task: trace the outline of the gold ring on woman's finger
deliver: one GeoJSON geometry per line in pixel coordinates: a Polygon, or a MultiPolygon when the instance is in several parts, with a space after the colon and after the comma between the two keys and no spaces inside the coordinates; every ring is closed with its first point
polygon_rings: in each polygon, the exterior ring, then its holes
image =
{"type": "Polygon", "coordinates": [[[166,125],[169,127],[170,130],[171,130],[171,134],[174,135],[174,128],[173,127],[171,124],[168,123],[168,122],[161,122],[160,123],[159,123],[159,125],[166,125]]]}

#### [Goal]
Count the lines in the items above that contain the word "coordinates", with case counting, and reply with only that number.

#### [Result below]
2